PASSAGE FOR REVIEW ->
The Court finds that granting defendant's motion, pursuant to CPLR 3126, dismissing the Complaint for spoliation of evidence is too drastic a sanction (see McDonnell, 165 AD3d at *4). Although defendant demonstrated that plaintiff hired Accurate Building Inspectors to come inspect the staircase in question on January 28, 2016 and although it is undisputed that Mr. Ubell and his colleague lifted the tread of the stair at issue, defendant failed to demonstrate that plaintiff's conduct rose to the level of being intentional or willful (see Smith v Cunningham, 154 AD3d 681 [2d Dept 2017]; Heins, 164 AD3d at 883; Morales, 130 AD3d at ). Nevertheless, as in Smith, the Court finds it is undisputed that the evidence, the step and marble tread, are relevant to defendant's ability to present its defense that there was no defective condition on the step at the time of plaintiff's fall. Under the circumstances herein, where plaintiff's inspectors came onto the premises without the knowledge or consent of defendant, and having lifted the tread, perhaps altering the condition of the tread and the step as they existed at the time of plaintiff's fall, the Court believes an appropriate remedy for the spoliation is an adverse inference charge at trial against plaintiff with respect to the condition of the step and tread at the time of the subject accident (see Smith, 164 AD3d at 683; Morales, 130 AD3d at 795; McDonnell, 165 AD3d at * 3).

B. Branch of Defendant's Motion for Summary Judgment Pursuant to CPLR 3212

Summary judgment is a drastic remedy that should be granted only if no triable issues of fact exist and the movant is entitled to judgment as a matter of law (see Alvarez v Prospect Hosp., 68 NY2d 320, 324 [1986]; Andre v Pomeroy, 35 NY2d 361, 364 [1974]; Winegrad v NY Univ. Medical Cntr., 64 NY2d 851, 853 [1985]). The party moving for summary judgment must make a prima facie showing of entitlement to judgment as a matter of law, tendering sufficient evidence in admissible form demonstrating the absence of material issues of fact (see Alvarez, 68 NY2d at 324; CPLR 3212[b]). A failure to make such a showing requires denial of the motion, regardless of the sufficiency of the opposing papers (see Smalls v AJI Indus., Inc., 10 NY3d 733, 735 [2008]; Qlisanr, LLC v Hollis Park Manor Nursing Home, Inc., 51 AD3d 651, 652 [2d Dept 2008]; Greenberg v Manlon Realty, 43 AD2d 968, 969 [2d Dept 1974]). Once a prima facie showing has been made, however, "the burden shifts to the nonmoving party to produce evidentiary proof in admissible form sufficient to establish the existence of material issues of fact that require a trial for resolution" (Giuffrida v Citibank Corp., 100 NY2d 72, 81 [2003]; Zuckerman v City of NY, 49 NY2d 557, 562 [1980]).

BRIEF A -> Summarize the court opinion excerpt above in two sentences.
BRIEF B -> Translate this sentence from the court opinion excerpt into Spanish: "The party moving for summary judgment must make a prima facie showing of entitlement to judgment as a matter of law, tendering sufficient evidence in admissible form demonstrating the absence of material issues of fact (see Alvarez, 68 NY2d at 324; CPLR 3212[b])."

RECORDED DATA ->
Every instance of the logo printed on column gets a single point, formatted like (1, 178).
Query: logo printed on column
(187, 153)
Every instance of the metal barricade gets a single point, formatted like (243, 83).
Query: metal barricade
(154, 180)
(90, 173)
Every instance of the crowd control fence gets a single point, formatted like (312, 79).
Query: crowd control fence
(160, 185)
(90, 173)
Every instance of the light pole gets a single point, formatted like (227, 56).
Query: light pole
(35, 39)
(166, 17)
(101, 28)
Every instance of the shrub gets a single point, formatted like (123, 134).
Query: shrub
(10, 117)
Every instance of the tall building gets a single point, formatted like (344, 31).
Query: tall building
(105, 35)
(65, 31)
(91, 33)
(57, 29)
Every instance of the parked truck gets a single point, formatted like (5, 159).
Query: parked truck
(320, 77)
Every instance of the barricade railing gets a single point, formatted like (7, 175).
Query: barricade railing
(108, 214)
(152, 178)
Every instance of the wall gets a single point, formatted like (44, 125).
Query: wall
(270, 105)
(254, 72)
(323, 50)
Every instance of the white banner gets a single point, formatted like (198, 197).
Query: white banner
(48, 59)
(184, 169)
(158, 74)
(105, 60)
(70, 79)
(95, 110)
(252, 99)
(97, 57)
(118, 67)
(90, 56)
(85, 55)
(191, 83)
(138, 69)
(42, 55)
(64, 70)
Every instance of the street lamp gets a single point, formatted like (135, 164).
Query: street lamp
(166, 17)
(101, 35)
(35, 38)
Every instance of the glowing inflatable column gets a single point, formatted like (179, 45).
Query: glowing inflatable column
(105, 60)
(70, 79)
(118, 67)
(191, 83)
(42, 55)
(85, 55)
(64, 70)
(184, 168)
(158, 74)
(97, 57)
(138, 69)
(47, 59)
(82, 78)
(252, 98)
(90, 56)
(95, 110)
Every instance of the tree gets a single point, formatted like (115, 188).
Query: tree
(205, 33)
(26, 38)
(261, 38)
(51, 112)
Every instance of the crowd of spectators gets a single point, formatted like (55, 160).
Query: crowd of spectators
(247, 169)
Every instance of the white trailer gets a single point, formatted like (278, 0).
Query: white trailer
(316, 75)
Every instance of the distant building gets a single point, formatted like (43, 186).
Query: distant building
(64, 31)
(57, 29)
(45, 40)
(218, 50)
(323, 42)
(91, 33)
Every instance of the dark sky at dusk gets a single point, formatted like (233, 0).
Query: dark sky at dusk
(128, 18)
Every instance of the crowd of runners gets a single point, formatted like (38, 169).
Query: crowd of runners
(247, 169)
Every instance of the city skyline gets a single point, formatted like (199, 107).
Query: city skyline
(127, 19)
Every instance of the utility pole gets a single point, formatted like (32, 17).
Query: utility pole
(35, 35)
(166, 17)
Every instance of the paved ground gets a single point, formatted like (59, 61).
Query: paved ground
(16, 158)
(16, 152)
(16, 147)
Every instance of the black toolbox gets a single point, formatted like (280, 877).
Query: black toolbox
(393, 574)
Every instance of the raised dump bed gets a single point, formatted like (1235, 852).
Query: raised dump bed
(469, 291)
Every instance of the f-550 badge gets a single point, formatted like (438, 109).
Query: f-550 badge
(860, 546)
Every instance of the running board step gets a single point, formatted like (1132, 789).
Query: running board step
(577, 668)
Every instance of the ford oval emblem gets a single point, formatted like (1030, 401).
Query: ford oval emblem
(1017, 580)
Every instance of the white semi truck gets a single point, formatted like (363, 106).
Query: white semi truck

REPLY A -> The Court finds that dismissing the Complaint for spoliation is too drastic a sanction because defendant did not show that plaintiff's conduct was intentional or willful. It concludes that the appropriate remedy is an adverse inference charge at trial against plaintiff regarding the condition of the step and tread at the time of the accident, and it then explains that summary judgment requires the movant to make a prima facie showing that no triable issues of fact exist, after which the burden shifts to the nonmoving party to produce admissible proof of material issues of fact.

REPLY B -> La parte que solicita la sentencia sumaria debe demostrar prima facie su derecho a obtener una sentencia como cuestión de derecho, aportando pruebas suficientes en forma admisible que demuestren la ausencia de cuestiones de hecho sustanciales (véase Alvarez, 68 NY2d at 324; CPLR 3212[b]).